_What you need to do_
Return the entire listing exactly, leaving nothing out.

*** Opening of Records supplied ***

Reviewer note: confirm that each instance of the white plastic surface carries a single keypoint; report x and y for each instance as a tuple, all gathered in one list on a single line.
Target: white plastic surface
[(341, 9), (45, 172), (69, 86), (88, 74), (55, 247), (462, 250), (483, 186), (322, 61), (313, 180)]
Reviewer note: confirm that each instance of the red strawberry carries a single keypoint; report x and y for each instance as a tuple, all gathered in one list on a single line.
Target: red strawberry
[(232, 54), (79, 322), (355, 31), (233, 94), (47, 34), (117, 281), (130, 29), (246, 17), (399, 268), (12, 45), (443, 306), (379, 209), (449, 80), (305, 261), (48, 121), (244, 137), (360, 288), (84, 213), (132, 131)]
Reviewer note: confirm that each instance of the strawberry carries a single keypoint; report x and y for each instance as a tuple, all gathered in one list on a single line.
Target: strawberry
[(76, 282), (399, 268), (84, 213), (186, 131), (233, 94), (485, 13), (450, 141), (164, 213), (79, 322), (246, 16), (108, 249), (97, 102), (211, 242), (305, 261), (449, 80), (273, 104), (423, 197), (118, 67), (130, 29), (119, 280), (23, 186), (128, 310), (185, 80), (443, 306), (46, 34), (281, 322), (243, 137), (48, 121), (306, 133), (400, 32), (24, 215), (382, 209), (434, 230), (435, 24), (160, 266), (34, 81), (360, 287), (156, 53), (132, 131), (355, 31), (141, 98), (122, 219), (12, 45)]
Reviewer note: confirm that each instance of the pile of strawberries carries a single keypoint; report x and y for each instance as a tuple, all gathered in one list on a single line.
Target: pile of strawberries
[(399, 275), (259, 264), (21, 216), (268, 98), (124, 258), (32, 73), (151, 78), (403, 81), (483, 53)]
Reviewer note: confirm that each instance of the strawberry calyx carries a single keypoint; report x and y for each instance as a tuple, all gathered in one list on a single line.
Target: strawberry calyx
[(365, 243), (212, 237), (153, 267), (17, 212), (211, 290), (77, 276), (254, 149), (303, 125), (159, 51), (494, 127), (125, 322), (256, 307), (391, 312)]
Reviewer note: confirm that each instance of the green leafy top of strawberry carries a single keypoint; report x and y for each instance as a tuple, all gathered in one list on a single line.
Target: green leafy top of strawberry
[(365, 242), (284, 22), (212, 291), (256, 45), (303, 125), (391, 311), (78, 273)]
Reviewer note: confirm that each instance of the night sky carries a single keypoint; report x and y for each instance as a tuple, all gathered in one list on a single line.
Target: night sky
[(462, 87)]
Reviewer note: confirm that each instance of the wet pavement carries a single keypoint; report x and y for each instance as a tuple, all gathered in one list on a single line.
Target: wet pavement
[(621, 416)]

*** Close of Records supplied ***

_Reply to the exercise_
Reviewer note: confirm that each instance of the white plastic surface carries a single keypoint; report x and y for each instance as a tuple, all gathered in one list on a single line.
Target: white plastic surface
[(341, 9), (45, 172), (69, 86), (88, 74), (55, 247), (462, 250), (483, 186), (322, 61), (313, 180)]
Reviewer note: confirm that each instance of the red strawberry carries a single keypoint; report x and y for each instance as a tuple, all gathered in one list on a single line.
Target: red strawberry
[(232, 54), (79, 322), (355, 31), (233, 94), (47, 34), (117, 281), (130, 29), (246, 17), (399, 268), (12, 45), (443, 306), (379, 209), (449, 80), (305, 261), (48, 121), (244, 137), (360, 288), (84, 213), (132, 131)]
Reviewer note: confirm that each instance of the strawberry carries a single keypoint; report x and y for each instance as a tuple, all gathered in one list on a single line.
Target: strawberry
[(76, 282), (399, 268), (84, 213), (186, 131), (233, 94), (485, 13), (450, 141), (164, 213), (79, 322), (246, 16), (108, 249), (97, 102), (211, 242), (305, 261), (449, 80), (273, 104), (423, 197), (118, 67), (130, 29), (119, 280), (23, 186), (128, 310), (185, 80), (443, 306), (46, 34), (281, 322), (243, 137), (48, 121), (306, 133), (400, 32), (24, 215), (382, 209), (434, 230), (435, 24), (160, 266), (34, 81), (360, 287), (156, 53), (132, 131), (355, 31), (141, 98), (122, 219), (12, 45)]
Reviewer note: confirm that each instance of the pile of strawberries carries a single keypoint; report x and y for each instance as a tuple, all gathered in one list on a single line.
Target: pile of strawberries
[(399, 275), (259, 264), (21, 216), (268, 98), (124, 258), (32, 73), (151, 78), (403, 81), (483, 53)]
Reviewer note: confirm that each instance of the strawberry calyx carries a single keypoint; report x and y for each instance as a tuple, all gathered in one list on a single line.
Target: strawberry calyx
[(365, 243), (212, 237), (153, 267), (17, 212), (211, 290), (77, 276), (254, 149), (303, 125), (159, 51), (494, 127), (125, 322), (256, 307), (391, 312)]
Reviewer note: confirm that each instance of the green leafy top of strawberry carries a single keypoint; report x and y for each instance as a tuple, all gathered in one list on a single line.
Target: green leafy top of strawberry
[(365, 242), (284, 22), (212, 291), (256, 45), (303, 125), (391, 311), (78, 273)]
Reviewer note: confirm that each instance of the night sky carries a single keypoint; report x and y for each instance as a tuple, all gathered in one list on a single line.
Target: night sky
[(462, 87)]
Reviewer note: confirm that each instance of the wet pavement carries a single keypoint; report x and y for each instance as a tuple, all gathered in one list on a single line.
Target: wet pavement
[(621, 416)]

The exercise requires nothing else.